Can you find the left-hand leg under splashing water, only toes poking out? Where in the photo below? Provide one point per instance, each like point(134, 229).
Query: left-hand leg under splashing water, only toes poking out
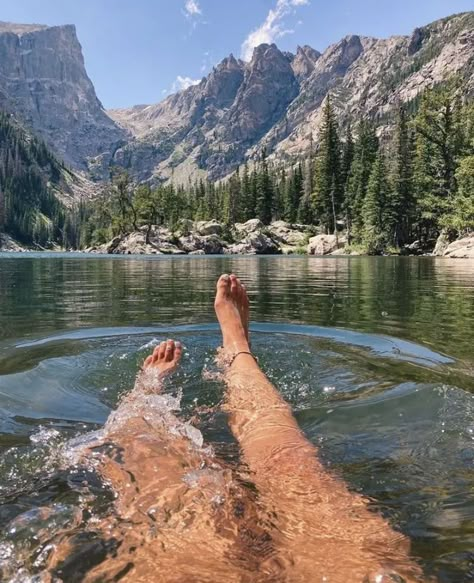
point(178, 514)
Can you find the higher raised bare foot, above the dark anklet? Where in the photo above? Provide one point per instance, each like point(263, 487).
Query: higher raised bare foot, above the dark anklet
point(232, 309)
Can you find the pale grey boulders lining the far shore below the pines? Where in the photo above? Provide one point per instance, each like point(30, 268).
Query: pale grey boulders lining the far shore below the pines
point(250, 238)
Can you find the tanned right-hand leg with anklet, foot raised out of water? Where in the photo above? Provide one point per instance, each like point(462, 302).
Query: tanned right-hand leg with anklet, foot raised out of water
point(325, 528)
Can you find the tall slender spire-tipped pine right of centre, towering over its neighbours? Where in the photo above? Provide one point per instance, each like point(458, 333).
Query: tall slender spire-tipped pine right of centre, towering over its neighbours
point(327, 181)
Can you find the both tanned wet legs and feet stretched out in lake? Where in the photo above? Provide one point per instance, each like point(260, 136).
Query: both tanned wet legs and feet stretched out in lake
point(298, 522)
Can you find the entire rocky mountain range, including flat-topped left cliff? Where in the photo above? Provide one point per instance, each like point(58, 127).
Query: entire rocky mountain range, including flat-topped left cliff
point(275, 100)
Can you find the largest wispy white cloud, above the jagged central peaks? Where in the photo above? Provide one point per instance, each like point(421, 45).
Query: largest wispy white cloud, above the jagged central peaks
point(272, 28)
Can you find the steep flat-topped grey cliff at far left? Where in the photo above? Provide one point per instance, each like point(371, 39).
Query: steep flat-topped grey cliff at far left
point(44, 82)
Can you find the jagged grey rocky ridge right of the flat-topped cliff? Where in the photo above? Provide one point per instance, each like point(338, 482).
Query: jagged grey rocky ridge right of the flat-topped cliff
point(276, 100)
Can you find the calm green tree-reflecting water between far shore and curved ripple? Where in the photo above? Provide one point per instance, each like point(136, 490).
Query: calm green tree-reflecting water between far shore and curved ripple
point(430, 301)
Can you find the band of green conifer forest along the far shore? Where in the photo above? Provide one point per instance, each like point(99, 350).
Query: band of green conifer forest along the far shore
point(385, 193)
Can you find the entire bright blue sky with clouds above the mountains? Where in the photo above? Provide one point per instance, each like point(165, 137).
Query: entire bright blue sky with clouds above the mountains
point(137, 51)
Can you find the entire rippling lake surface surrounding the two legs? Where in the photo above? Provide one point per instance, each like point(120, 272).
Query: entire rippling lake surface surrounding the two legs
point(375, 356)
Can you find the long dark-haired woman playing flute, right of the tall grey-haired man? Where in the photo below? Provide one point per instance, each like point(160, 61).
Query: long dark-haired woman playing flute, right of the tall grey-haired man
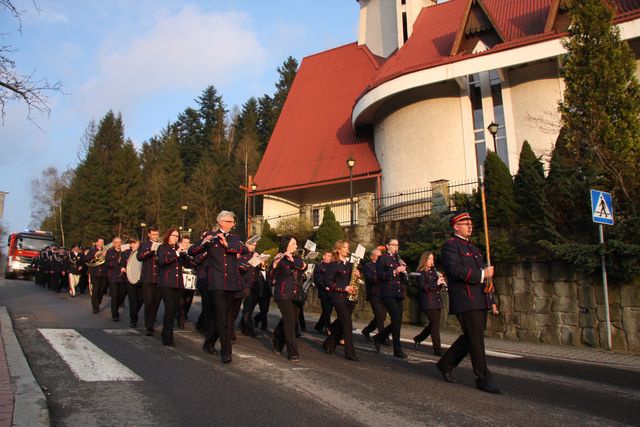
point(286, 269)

TASK:
Return exactly, and only, the lines above starting at the line that contains "Can you find the steep" and ending at the line that contains "Can you find the entire bright".

EXPECTED ANSWER:
Can you find the steep flat-topped grey cliff at far left? Where in the photo above? Provide one point per instance, each like point(371, 39).
Query: steep flat-topped grey cliff at far left
point(44, 82)
Can you find the jagged grey rocky ridge right of the flat-topped cliff? Where in the photo above? Provide one point per instance, each like point(338, 482).
Query: jagged grey rocky ridge right of the flat-topped cliff
point(276, 100)
Can you find the calm green tree-reflecting water between far shore and curved ripple? Where in the photo above? Provide one point per instance, each like point(136, 490).
Query: calm green tree-reflecting water between far shore and curved ripple
point(430, 301)
Can you find the band of green conifer forest along the far shore? Where in the photo above? Provide one point per instance, each like point(99, 350).
Query: band of green conifer forest along the far shore
point(385, 193)
Can you find the entire bright blue sky with clouds above the mountains? Where in the photo above? Provide one point per instance, each like point(165, 137).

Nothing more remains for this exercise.